ARTICLE
France

Nuances politiques aux municipales : le Conseil d'Etat désavoue la circulaire Castaner

Trois dispositions de la circulaire Castaner, visant notamment à effacer pour les municipales la nuance politique des communes de moins de 9 000 habitants, ont été suspendues par le Conseil d'Etat. Christophe Castaner n'abdique toutefois pas.

Le Conseil d'Etat vient d'infliger un nouveau désaveu à la macronie. Le 31 janvier, l'institution a cette fois-ci décidé de suspendre trois dispositions de la circulaire du ministre de l'Intérieur Christophe Castaner. Celle-ci souhaitait supprimer toute nuance politique aux listes et candidats aux élections municipales pour les communes de moins de 9 000 habitants.

De fait, le Conseil d'Etat a suspendu le seuil d'«attribution des nuances [politiques] dans les seules communes de 9 000 habitants ou plus» et «les conditions de la nuance "Liste divers Centre"». Ces deux dispositions étaient particulièrement dénoncées par l'opposition. Six recours avaient en effet été déposés contre le texte, notamment par Les Républicains (LR), le Parti communiste (PCF), le Parti socialiste (PS) et Debout la France (DLF).

OBJECTIF
Rédigez la suite de l'article sur la circulaire Castaner et le Conseil d'État, en reprenant juste après sa dernière phrase.

DONNÉES AFFICHÉES
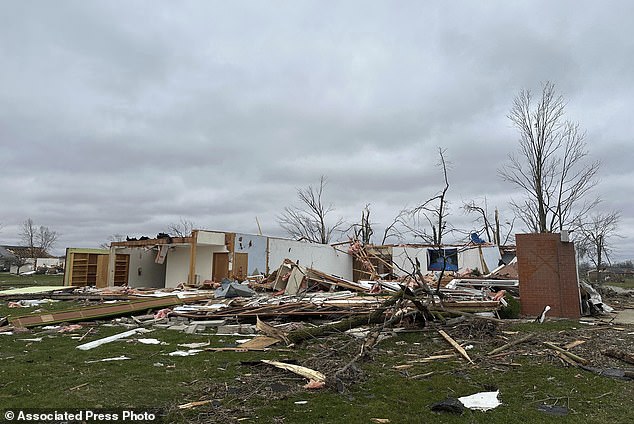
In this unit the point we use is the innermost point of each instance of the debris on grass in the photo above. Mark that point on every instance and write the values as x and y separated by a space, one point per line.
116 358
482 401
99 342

--

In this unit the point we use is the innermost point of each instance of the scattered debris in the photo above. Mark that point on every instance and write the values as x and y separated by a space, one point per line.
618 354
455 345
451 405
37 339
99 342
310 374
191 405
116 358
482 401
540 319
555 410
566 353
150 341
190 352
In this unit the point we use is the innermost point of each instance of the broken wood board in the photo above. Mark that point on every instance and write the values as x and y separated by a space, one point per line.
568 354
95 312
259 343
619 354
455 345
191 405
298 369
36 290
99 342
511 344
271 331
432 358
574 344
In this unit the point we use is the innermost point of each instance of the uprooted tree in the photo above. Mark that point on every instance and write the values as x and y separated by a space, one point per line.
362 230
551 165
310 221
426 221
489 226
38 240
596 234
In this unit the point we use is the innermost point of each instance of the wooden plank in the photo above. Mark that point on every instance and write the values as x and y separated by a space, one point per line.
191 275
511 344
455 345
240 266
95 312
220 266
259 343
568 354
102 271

RÉPONSE ÉCRITE
Le juge des référés a ainsi relevé qu'«une telle limitation conduit, dans plus de 95% des communes, à ne pas attribuer de nuance politique et exclut ainsi de la présentation nationale des résultats les suffrages exprimés par près de la moitié des électeurs». «Le seuil retenu par la circulaire a, en conséquence, pour effet potentiel de ne pas prendre en considération l’expression politique manifestée par plus de 40% du corps électoral pour les prochaines élections», ajoute le Conseil d'Etat.

«Le juges des référés du Conseil d’Etat en a déduit qu’une telle limitation ne pouvait être appliquée, au regard de l’objectif d’information des citoyens poursuivi par la circulaire», argumente le communiqué. Avec la circulaire Castaner, les résultats nationaux allaient en effet être amputés de 96% des communes et du choix de près d'un électeur sur deux.

Le Conseil a par ailleurs jugé que la nuance «Liste divers Centre» exigée par la circulaire instituait «une différence de traitement entre les partis politiques, et méconnaissait dès lors le principe d'égalité» avec pour principal motif que «[les] listes qui seront soutenues par les partis LREM, le Modem, l’UDI ou par "la majorité présidentielle", [...] seront comptabilisés dans la nuance "divers centre", alors que le soutien d’un parti de gauche ou d’un parti de droite à une liste ne permet pas de prendre en compte ses résultats au titre respectivement des nuances "divers gauche" et "divers droite".»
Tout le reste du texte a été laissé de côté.